- Task objective: Pull out every line of the material below that contains the string "snow".

- Record extracts:
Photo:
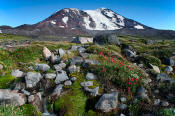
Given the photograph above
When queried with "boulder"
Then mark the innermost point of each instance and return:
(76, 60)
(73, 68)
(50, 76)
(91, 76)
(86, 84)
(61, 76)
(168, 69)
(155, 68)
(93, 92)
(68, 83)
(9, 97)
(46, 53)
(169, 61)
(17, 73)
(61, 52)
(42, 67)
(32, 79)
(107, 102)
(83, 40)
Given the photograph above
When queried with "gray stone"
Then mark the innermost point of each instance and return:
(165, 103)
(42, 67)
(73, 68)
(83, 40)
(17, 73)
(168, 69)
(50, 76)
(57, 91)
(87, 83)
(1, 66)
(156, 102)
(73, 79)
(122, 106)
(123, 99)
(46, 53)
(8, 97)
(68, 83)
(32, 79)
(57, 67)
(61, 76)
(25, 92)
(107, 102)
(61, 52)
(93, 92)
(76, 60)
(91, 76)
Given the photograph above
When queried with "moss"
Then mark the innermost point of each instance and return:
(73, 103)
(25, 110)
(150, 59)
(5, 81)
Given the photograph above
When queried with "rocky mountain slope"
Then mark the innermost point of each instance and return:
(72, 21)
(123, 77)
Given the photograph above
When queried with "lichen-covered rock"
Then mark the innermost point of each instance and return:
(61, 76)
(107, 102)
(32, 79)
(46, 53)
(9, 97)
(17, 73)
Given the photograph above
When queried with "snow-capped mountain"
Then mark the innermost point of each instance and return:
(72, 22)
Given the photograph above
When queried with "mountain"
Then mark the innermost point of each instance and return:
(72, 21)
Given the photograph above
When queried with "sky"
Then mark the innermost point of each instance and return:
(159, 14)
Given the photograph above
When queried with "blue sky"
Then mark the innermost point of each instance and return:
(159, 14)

==

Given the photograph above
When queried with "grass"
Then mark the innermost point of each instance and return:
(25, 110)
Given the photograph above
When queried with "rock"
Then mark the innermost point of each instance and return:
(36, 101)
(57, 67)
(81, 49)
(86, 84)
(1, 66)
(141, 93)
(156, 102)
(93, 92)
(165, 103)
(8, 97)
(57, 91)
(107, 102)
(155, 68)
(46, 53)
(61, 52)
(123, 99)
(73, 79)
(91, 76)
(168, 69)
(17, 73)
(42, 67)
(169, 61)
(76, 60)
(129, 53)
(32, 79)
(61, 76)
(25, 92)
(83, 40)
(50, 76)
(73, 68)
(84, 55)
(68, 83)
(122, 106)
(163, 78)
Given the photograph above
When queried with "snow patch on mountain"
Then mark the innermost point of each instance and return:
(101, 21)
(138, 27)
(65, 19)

...

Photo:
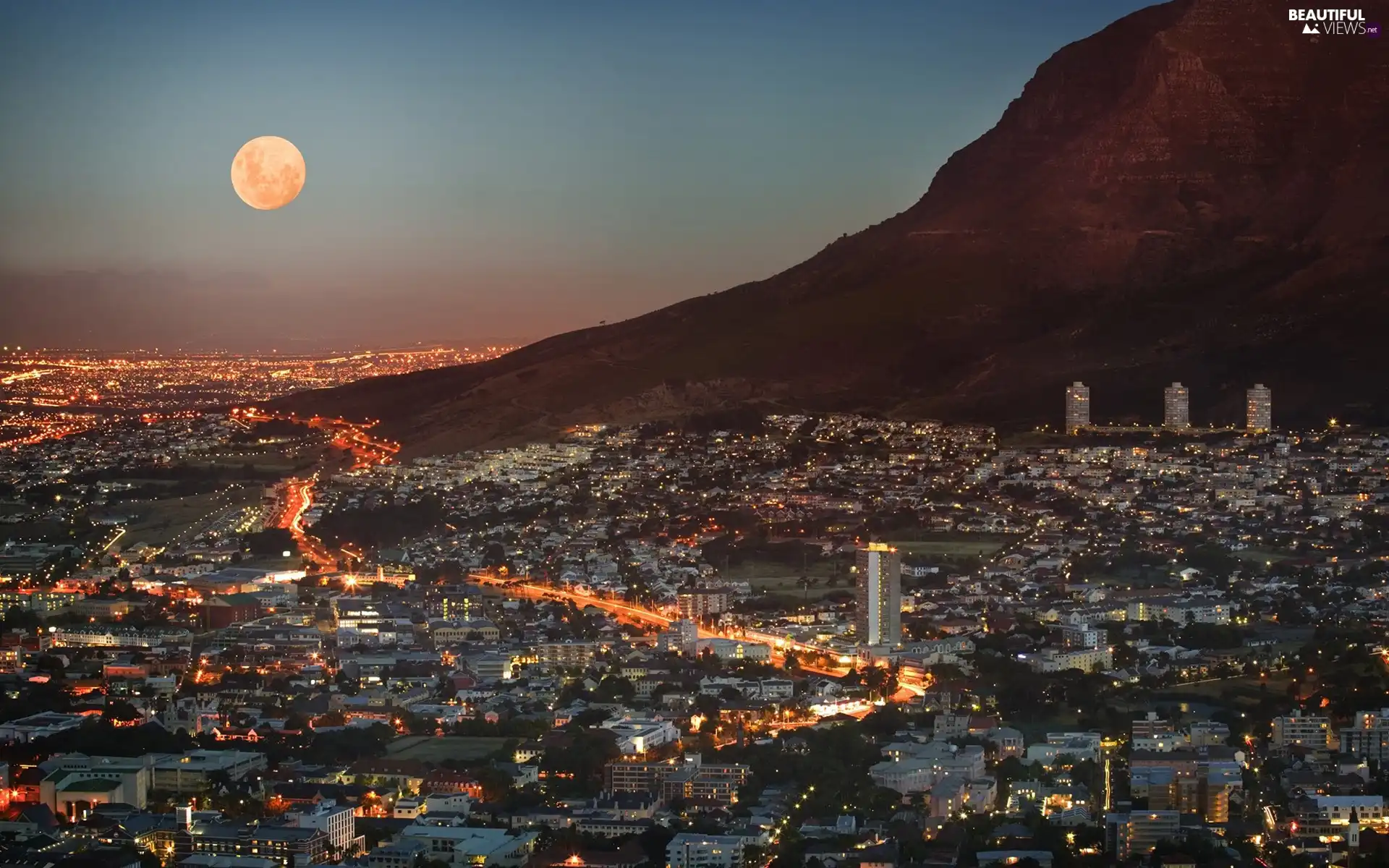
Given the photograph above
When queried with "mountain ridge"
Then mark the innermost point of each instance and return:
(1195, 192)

- Result of the task:
When queried with "snow-capped mountain"
When queried with "snow patch on mountain"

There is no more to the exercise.